[Saved entries]
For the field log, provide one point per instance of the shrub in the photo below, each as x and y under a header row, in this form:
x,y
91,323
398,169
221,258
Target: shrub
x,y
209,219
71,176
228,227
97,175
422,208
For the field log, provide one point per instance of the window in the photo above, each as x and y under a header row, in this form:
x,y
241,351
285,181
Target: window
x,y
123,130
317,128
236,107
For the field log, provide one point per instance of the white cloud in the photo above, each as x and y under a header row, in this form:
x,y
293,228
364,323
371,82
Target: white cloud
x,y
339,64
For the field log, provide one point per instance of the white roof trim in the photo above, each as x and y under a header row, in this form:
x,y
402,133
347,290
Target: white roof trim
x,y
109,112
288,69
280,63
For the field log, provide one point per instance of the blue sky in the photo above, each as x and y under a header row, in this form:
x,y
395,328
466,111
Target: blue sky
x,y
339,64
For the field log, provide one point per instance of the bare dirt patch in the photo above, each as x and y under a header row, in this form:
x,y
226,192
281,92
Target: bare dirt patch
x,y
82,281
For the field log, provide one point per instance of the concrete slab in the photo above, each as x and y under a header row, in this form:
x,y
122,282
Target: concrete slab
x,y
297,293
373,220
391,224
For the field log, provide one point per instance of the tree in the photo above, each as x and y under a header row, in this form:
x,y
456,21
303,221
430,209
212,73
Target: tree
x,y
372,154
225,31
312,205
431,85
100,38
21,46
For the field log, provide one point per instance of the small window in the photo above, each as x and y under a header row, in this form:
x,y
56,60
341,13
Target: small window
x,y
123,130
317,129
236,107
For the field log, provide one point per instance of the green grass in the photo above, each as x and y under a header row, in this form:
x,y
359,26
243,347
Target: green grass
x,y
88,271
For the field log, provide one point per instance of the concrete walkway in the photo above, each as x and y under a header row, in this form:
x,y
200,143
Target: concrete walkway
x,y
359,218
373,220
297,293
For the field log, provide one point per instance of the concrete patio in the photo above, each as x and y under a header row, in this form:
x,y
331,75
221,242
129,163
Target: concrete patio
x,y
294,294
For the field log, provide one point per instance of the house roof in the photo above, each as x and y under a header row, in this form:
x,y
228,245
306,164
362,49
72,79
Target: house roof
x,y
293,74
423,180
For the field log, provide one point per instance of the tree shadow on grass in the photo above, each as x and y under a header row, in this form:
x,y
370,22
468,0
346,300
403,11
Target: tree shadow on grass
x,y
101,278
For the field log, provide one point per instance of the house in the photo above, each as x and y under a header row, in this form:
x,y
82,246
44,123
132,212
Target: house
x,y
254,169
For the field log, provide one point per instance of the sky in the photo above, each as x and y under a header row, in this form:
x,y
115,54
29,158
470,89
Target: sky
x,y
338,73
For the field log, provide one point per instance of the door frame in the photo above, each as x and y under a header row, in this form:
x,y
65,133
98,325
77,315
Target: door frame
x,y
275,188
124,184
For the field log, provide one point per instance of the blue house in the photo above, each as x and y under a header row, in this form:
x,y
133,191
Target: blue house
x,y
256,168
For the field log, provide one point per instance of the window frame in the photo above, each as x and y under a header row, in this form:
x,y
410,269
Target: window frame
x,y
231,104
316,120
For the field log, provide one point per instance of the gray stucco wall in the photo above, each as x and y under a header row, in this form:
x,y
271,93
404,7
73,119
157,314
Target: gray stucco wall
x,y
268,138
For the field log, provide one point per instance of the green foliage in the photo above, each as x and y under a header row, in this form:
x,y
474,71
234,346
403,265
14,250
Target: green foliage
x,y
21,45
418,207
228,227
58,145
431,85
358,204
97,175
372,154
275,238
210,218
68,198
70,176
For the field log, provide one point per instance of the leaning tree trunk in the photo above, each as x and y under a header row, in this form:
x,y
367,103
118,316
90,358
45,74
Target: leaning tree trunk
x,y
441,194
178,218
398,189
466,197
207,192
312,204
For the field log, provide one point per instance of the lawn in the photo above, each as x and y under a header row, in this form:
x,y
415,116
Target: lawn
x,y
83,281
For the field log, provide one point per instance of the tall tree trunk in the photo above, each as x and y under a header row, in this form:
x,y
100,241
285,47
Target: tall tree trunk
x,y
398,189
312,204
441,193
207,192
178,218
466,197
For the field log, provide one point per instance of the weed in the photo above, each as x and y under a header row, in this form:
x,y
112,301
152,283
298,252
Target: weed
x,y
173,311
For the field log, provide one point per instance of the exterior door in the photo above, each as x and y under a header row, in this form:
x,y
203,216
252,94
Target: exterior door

-- How to complete this task --
For each line above that contains "exterior", make a copy.

-- Result of the task --
For the field log, provide one point per instance of the exterior door in the photo above, each as x and y under a header row, in this form:
Target: exterior door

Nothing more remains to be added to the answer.